-- start of Available data --

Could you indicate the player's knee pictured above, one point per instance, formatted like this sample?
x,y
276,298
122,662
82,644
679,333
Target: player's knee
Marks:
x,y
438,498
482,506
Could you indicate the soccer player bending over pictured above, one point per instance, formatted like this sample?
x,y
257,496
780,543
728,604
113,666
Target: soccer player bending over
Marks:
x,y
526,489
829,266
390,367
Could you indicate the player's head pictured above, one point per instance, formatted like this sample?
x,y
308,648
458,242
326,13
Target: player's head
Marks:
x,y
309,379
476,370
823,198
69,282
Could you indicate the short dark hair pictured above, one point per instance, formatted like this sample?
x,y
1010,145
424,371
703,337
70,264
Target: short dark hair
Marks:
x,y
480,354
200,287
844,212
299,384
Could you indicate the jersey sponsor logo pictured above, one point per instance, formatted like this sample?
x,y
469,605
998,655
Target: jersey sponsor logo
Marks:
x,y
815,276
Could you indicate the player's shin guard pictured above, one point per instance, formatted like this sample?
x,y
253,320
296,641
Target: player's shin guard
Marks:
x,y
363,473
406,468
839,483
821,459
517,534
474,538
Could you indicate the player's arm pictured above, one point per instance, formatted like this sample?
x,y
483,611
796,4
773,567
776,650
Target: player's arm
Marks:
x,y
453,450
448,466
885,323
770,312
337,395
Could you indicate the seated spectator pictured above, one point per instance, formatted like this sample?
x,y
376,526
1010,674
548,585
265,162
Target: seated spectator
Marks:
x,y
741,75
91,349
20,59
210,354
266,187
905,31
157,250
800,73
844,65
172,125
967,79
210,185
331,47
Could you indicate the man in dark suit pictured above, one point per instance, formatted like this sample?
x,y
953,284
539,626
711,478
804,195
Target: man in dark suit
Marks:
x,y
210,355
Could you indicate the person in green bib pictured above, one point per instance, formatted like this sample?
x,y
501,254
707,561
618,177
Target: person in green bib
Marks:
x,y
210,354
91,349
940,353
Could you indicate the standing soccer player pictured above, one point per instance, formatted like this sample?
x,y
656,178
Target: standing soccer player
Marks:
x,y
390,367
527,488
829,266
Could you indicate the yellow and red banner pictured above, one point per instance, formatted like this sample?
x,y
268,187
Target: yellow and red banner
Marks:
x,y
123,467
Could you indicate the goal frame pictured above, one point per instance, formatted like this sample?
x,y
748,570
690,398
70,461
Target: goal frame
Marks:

-- end of Available data --

== Requirements ==
Rewrite every line of the rows above as a numbered list, omitting any blank lines.

== Task result ==
1. Could you indicate the player's knee pictured above, one point per instance, formatted like this sample?
2. x,y
3. 276,298
4. 122,662
5. 82,644
6. 679,333
7. Target: player's knee
8. Marks:
9. x,y
10. 438,498
11. 482,506
12. Could you indicate the soccer player bending over pictured above, one point per instance, formatted like this sample?
13. x,y
14. 257,496
15. 780,543
16. 728,604
17. 113,666
18. Target: soccer player bending over
19. Marks:
20. x,y
21. 526,489
22. 829,266
23. 390,367
24. Could you indicate the player's head pictured above, one point per instance, formatted like this sample?
25. x,y
26. 308,648
27. 458,242
28. 326,13
29. Target: player's head
30. Marks:
31. x,y
32. 309,379
33. 476,370
34. 823,198
35. 69,282
36. Could you indicate the short dark hair pictured above, one point per instance, formatted like this sample?
37. x,y
38. 1010,145
39. 424,371
40. 703,337
41. 70,264
42. Target: short dark hair
43. Marks:
44. x,y
45. 480,354
46. 200,287
47. 844,212
48. 299,384
49. Could you indicate the jersey sponsor logo pictured above, one point per instance, formatted like this sample?
50. x,y
51. 469,605
52. 998,655
53. Target: jersey sponsor logo
54. Marks:
55. x,y
56. 815,276
57. Could you indicate the player's shin guard pictured above, one point per instance, formatted like this sample?
58. x,y
59. 253,320
60. 296,641
61. Target: player's shin guard
62. Marks:
63. x,y
64. 363,473
65. 406,468
66. 839,483
67. 821,459
68. 517,534
69. 474,538
70. Could you indicate the player's arm pictured above, one point per instance, formatted like this sample?
71. x,y
72. 483,611
73. 796,4
74. 773,567
75. 776,650
76. Target: player's arm
77. Marks:
78. x,y
79. 453,450
80. 448,466
81. 885,323
82. 770,312
83. 337,395
84. Could you indicate the seated spectator pictured above, one point per instance, formatted like this sample?
85. x,y
86. 376,526
87. 1010,674
88. 548,585
89. 265,162
90. Target: seated spectator
91. Marks:
92. x,y
93. 741,75
94. 91,349
95. 20,59
96. 210,354
97. 266,187
98. 905,31
99. 157,250
100. 800,73
101. 844,65
102. 172,125
103. 967,79
104. 210,185
105. 331,47
106. Could you indicate the man in dark suit pictured above, one point per instance, formatted like this sample?
107. x,y
108. 953,284
109. 539,626
110. 711,478
111. 804,195
112. Target: man in dark suit
113. Marks:
114. x,y
115. 210,355
116. Could you indicate the person in green bib pictured above, one point per instance, formatted like this sample?
117. x,y
118. 501,254
119. 707,561
120. 618,177
121. Target: person in green bib
122. Marks:
123. x,y
124. 210,354
125. 91,349
126. 940,353
127. Could you indicate the standing soccer player pictured above, one point per instance, formatted like this sample?
128. x,y
129. 656,178
130. Target: standing soccer player
131. Marks:
132. x,y
133. 390,367
134. 527,488
135. 829,266
136. Could you indicate the yellow and red banner pictured above, one point per instance, formatted like this sample?
137. x,y
138. 268,187
139. Target: yellow and red banner
140. Marks:
141. x,y
142. 123,467
143. Could you indicate the goal frame pictured above, one point per instance, formatted like this sample?
144. x,y
145. 748,570
146. 690,398
147. 70,461
148. Target: goal frame
149. Marks:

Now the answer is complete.